=== TEXT ZUM LESEN ===

Von Irina Steinmann 05.11.2016, 06:00
Eine Touristengruppe aus Amerika an der Schlosskirche, geführt von Katja Köhler. Ganz in der Nähe ist die Tourist-Information Wittenberg zu finden.
Eine Touristengruppe aus Amerika an der Schlosskirche, geführt von Katja Köhler. Ganz in der Nähe ist die Tourist-Information Wittenberg zu finden. Thomas Klitzsch

Wittenberg - Das Tourismusgeschäft der Lutherstadt Wittenberg wird für die Zeit nach 2017 neu ausgeschrieben. Da das - europaweite - Verfahren nach Angaben der Stadt schon als solches erwartungsgemäß „sehr zeitaufwändig“ ist, soll es „noch im Herbst“, also jetzt, beginnen.

Der Stadtrat hat auf seiner jüngsten Sitzung in der vergangenen Woche den Weg dafür freigemacht, indem er Mittel in Höhe von maximal jährlich 390.000 Euro für den Zeitraum 2018 bis 2021 der Lutherstadt Wittenberg Marketing GmbH für diesen Zweck zur Verfügung stellen möchte. Diese Summe sei notwendig, um den „Bindungswillen“ der Stadt gegenüber Interessenten zu dokumentieren, erläuterte Oberbürgermeister Torsten Zugehör (parteilos) und fügte sinngemäß hinzu, für lediglich ein einziges Jahr ließe sich niemand gewinnen.

Seit 2010 Vertrag mit Unternehmen Glücksburg

Das Tourismusgeschäft gehört formal zu den Aufgaben der städtischen Marketing-Gesellschaft, die diese Aufgabe auf Grundlage eines so genannten Geschäftsbesorgungsvertrags an einen Dritten abgegeben hat. Seit dem Jahr 2010 besteht ein entsprechender Vertrag mit der GLC Glücksburg Consulting AG, welcher wie gesagt 2017 nach zweimaliger Verlängerung regulär ausläuft.

„Natürlich“ könne sich GLC erneut bewerben, betonte auf MZ-Anfrage Wittenbergs Marketing-Chef Johannes Winkelmann. Ob er das auch gutheißen würde, dazu äußerte er sich nicht.

Vergeben wird die Besorgung des Wittenberger Tourismusgeschäfts auf zunächst zwei Jahre, 2018/2019, mit der Option auf einmalige Verlängerung um weitere zwei Jahre, also bis 2021. „Dieser Zeitraum“, so Marketing-Geschäftsführer Winkelmann, „erweist sich aus Gründen der im Tourismusbereich üblichen notwendigen längerfristigen Planung als realistisch und üblich.“

Das Ansinnen, der Marketing GmbH zwecks Ausschreibung des Tourismusgeschäfts auf Jahre hinaus die genannten Mittel zuzusichern, war im Stadtrat sehr sehr vereinzelt, dafür aber um so heftiger, auf Kritik gestoßen. Einen „Nachschuss“ für die Marketing-Gesellschaft glaubte der fraktionslose Stadtrat Manfred Schildhauer (CDU) in dem Vorschuss ausgemacht zu haben.

=== BEREITGESTELLTE EINTRÄGE ===

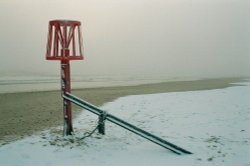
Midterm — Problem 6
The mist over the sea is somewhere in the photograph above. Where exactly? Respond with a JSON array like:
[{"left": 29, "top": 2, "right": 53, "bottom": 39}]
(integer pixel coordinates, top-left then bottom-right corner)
[{"left": 0, "top": 0, "right": 250, "bottom": 78}]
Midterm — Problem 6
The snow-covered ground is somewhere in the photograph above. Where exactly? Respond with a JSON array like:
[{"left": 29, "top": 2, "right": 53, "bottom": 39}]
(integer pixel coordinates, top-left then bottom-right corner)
[{"left": 0, "top": 83, "right": 250, "bottom": 166}]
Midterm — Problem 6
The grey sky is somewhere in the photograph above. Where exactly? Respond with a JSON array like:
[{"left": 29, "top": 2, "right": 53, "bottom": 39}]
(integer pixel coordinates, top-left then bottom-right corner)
[{"left": 0, "top": 0, "right": 250, "bottom": 77}]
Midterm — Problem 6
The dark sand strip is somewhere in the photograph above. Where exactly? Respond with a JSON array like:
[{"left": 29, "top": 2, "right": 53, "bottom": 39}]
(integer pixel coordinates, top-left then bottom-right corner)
[{"left": 0, "top": 78, "right": 246, "bottom": 143}]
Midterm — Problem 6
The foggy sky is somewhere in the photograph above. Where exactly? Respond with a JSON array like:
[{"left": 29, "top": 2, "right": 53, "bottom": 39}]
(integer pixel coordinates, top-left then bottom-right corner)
[{"left": 0, "top": 0, "right": 250, "bottom": 77}]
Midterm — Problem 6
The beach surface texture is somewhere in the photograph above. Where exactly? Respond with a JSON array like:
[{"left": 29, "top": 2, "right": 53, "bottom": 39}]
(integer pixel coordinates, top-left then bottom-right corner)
[{"left": 0, "top": 78, "right": 242, "bottom": 144}]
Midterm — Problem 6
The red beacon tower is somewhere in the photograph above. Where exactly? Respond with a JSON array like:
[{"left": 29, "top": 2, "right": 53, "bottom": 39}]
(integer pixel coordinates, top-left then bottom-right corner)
[{"left": 46, "top": 20, "right": 83, "bottom": 135}]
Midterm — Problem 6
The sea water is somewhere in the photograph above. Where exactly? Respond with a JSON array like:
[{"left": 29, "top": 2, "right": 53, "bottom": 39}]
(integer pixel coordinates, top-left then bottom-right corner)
[{"left": 0, "top": 74, "right": 177, "bottom": 93}]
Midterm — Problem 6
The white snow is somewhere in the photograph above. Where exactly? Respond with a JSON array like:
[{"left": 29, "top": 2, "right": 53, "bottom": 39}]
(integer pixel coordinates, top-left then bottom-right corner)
[{"left": 0, "top": 83, "right": 250, "bottom": 166}]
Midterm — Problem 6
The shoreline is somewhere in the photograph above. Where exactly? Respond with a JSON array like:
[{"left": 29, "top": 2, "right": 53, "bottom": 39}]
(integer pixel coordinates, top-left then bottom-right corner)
[{"left": 0, "top": 78, "right": 244, "bottom": 145}]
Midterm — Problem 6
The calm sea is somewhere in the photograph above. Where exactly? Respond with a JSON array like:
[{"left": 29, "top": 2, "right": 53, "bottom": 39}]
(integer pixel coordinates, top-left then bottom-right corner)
[{"left": 0, "top": 75, "right": 176, "bottom": 93}]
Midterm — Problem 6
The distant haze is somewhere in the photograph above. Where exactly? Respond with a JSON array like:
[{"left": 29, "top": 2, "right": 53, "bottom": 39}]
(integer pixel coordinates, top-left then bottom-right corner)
[{"left": 0, "top": 0, "right": 250, "bottom": 77}]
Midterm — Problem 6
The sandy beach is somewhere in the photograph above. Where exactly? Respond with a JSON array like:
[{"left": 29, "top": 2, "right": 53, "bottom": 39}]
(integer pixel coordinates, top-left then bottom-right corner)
[{"left": 0, "top": 78, "right": 246, "bottom": 144}]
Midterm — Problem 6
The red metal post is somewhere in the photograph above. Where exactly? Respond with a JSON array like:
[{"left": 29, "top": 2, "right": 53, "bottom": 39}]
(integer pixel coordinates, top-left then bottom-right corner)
[
  {"left": 46, "top": 20, "right": 83, "bottom": 135},
  {"left": 61, "top": 60, "right": 73, "bottom": 135}
]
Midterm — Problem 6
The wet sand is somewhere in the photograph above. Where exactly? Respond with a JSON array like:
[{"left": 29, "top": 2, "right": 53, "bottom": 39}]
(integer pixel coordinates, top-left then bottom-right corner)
[{"left": 0, "top": 78, "right": 246, "bottom": 144}]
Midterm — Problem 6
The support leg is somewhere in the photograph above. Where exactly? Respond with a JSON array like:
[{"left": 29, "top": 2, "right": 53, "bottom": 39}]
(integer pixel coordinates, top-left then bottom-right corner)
[{"left": 98, "top": 113, "right": 106, "bottom": 135}]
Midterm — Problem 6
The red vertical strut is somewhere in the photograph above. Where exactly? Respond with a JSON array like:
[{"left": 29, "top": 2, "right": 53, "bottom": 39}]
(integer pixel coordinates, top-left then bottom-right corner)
[{"left": 46, "top": 20, "right": 83, "bottom": 135}]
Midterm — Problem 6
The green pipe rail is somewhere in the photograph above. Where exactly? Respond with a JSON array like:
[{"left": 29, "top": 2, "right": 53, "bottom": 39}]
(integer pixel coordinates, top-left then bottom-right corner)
[{"left": 63, "top": 93, "right": 192, "bottom": 155}]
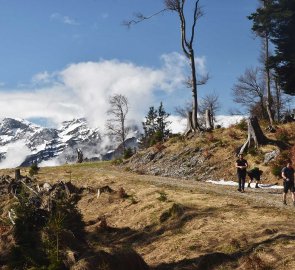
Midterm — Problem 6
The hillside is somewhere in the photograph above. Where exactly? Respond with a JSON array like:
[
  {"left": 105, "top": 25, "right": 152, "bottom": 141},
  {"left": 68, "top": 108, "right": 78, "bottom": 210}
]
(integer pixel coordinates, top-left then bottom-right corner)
[
  {"left": 126, "top": 121, "right": 295, "bottom": 183},
  {"left": 0, "top": 123, "right": 295, "bottom": 270},
  {"left": 0, "top": 163, "right": 295, "bottom": 270}
]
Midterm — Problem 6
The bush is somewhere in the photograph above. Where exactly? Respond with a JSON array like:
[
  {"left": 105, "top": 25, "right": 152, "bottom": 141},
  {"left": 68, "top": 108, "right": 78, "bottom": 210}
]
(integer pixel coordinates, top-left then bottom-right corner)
[
  {"left": 275, "top": 128, "right": 290, "bottom": 143},
  {"left": 157, "top": 191, "right": 167, "bottom": 202},
  {"left": 236, "top": 118, "right": 248, "bottom": 131},
  {"left": 271, "top": 151, "right": 290, "bottom": 177},
  {"left": 10, "top": 185, "right": 85, "bottom": 270}
]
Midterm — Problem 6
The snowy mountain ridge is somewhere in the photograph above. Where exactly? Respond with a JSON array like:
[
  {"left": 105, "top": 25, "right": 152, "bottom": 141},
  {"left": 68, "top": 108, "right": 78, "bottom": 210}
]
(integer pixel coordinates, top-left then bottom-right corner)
[{"left": 0, "top": 118, "right": 102, "bottom": 168}]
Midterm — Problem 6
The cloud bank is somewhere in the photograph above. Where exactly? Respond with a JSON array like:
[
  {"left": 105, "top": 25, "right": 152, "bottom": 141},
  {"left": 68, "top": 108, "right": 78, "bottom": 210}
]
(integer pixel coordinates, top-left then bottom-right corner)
[{"left": 0, "top": 53, "right": 205, "bottom": 131}]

===

*ZU ERLEDIGEN:*
1 – Mit welchem Unternehmen besteht laut dem Artikel über die Ausschreibung des Wittenberger Tourismusgeschäfts seit 2010 ein Vertrag?
2 – Führe den Artikel über die Ausschreibung des Wittenberger Tourismusgeschäfts nach seinem letzten Satz fort.

*ANTWORTEN JE AUFGABE:*
1 – Mit der GLC Glücksburg Consulting AG.

2 –
Weniger als um Kritik daran, dass hier finanzielle Zusagen getroffen würden, die über ein Jahr hinausgingen, ging es Schildhauer ganz offenkundig um eine Abrechnung mit der Marketing-Gesellschaft. Die reicht die genannten Mittel fürs Tourismusgeschäft - schon bisher jährlich 390.000 Euro - direkt an den Tourismusbesorger GLC weiter, der eventuell erwirtschaftete Überschüsse dann wiederum zurückgibt, und kümmert sich selbst ums Stadtmarketing und die Organisation von Kulturveranstaltungen, also nicht um Tourismus.

„Vehement“ hatte Oberbürgermeister Torsten Zugehör (parteilos) nach Schildhauers Äußerungen noch im Stadtrat Kritik an den Mitarbeitern der Marketing-Gesellschaft zurückgewiesen. Dass wiederum das Verhältnis von GLC und Stadt nicht völlig frei von Differenzen war, steht auf einem anderen Blatt.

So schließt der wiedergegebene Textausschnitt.